** begin MATERIAL TO PROCESS **

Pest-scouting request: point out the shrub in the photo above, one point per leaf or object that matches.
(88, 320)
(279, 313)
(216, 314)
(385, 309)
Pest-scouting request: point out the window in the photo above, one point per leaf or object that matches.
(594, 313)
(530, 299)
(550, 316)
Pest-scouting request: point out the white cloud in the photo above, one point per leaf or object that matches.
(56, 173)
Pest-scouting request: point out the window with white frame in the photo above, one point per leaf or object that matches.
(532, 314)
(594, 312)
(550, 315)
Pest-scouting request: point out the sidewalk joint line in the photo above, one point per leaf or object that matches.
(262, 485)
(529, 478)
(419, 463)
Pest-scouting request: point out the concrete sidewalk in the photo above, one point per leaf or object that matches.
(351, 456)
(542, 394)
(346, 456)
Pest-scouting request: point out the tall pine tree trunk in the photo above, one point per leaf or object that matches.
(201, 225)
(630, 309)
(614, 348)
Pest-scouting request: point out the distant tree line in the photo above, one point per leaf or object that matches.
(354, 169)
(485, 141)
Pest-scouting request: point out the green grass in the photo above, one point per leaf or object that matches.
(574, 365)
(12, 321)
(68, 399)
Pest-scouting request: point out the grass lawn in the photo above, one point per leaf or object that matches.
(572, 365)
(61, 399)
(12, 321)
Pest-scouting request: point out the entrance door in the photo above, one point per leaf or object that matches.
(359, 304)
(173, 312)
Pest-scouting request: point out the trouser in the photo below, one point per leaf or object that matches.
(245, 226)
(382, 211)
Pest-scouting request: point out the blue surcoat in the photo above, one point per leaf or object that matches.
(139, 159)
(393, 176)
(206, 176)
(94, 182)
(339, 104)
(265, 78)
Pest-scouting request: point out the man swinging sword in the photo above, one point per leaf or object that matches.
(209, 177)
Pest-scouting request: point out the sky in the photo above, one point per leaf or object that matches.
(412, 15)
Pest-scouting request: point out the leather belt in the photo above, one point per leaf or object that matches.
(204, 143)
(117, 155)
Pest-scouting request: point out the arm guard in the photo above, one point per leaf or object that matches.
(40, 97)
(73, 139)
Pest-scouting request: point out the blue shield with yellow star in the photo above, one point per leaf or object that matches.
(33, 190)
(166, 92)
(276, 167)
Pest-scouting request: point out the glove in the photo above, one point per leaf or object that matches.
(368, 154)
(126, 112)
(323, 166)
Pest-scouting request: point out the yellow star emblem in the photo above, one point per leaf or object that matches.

** end MATERIAL TO PROCESS **

## [THE TASK]
Every entry must be output again, exactly as written above.

## [EXERCISE RESULT]
Pest-scouting request: point out the shrub in the photo above, one point per leaf or object that matches.
(88, 320)
(279, 313)
(216, 314)
(385, 309)
Pest-scouting request: point out the window in the photo above, one point per leaf or object that matches.
(594, 313)
(530, 299)
(550, 316)
Pest-scouting request: point out the white cloud in the photo above, one point per leaf or object that matches.
(56, 173)
Pest-scouting request: point out the window with white frame in the photo above, one point per leaf or object that matches.
(532, 314)
(594, 312)
(550, 315)
Pest-scouting request: point out the sidewalk joint line in the photo above, one point per leaf or object that matches.
(262, 485)
(529, 478)
(419, 463)
Pest-scouting request: point out the concrete sidewalk in the photo above, one point per leaf or object that matches.
(351, 456)
(542, 394)
(346, 456)
Pest-scouting request: point out the tall pine tree trunk in the photo above, one point per leaf or object that matches.
(201, 225)
(630, 309)
(614, 348)
Pest-scouting request: point out the distant tree line in the photo above, one point per leaf or object that matches.
(354, 169)
(485, 141)
Pest-scouting request: point out the green grass in the photo above, one point per leaf or object that matches.
(574, 365)
(12, 321)
(68, 399)
Pest-scouting request: point out the grass lawn in the photo above, one point per leaf or object that matches.
(572, 365)
(61, 399)
(12, 321)
Pest-scouting request: point out the entrance door in the photo above, one point per leaf or object that matches.
(359, 304)
(173, 312)
Pest-scouting request: point out the trouser in the photo below, one point per leaf or object that matches.
(245, 226)
(382, 211)
Pest-scouting request: point out the blue surcoat in the photo above, one point per leaf or object that matches.
(139, 159)
(393, 176)
(206, 176)
(94, 182)
(339, 104)
(265, 78)
Pest-scouting request: point out the man swinging sword in the photo above, one point per leaf or object that matches.
(209, 177)
Pest-scouting request: point out the sky in the photo above, one point per leaf or object that matches.
(412, 15)
Pest-scouting request: point out the leather belt in the photo above, one point per leaf or object that matches.
(204, 143)
(117, 155)
Pest-scouting request: point out the arm guard in the photo above, one point per leaf or object that matches.
(40, 97)
(73, 139)
Pest-scouting request: point out the blue shield with yellow star in the photo above, one point per leaf or object that matches.
(33, 190)
(166, 92)
(276, 167)
Pest-scouting request: point out the glove in the photo above, one point per leaf or object that matches.
(368, 154)
(126, 112)
(323, 166)
Pest-scouting request: point out the yellow star emblem in the photo above, one point per leaf or object that matches.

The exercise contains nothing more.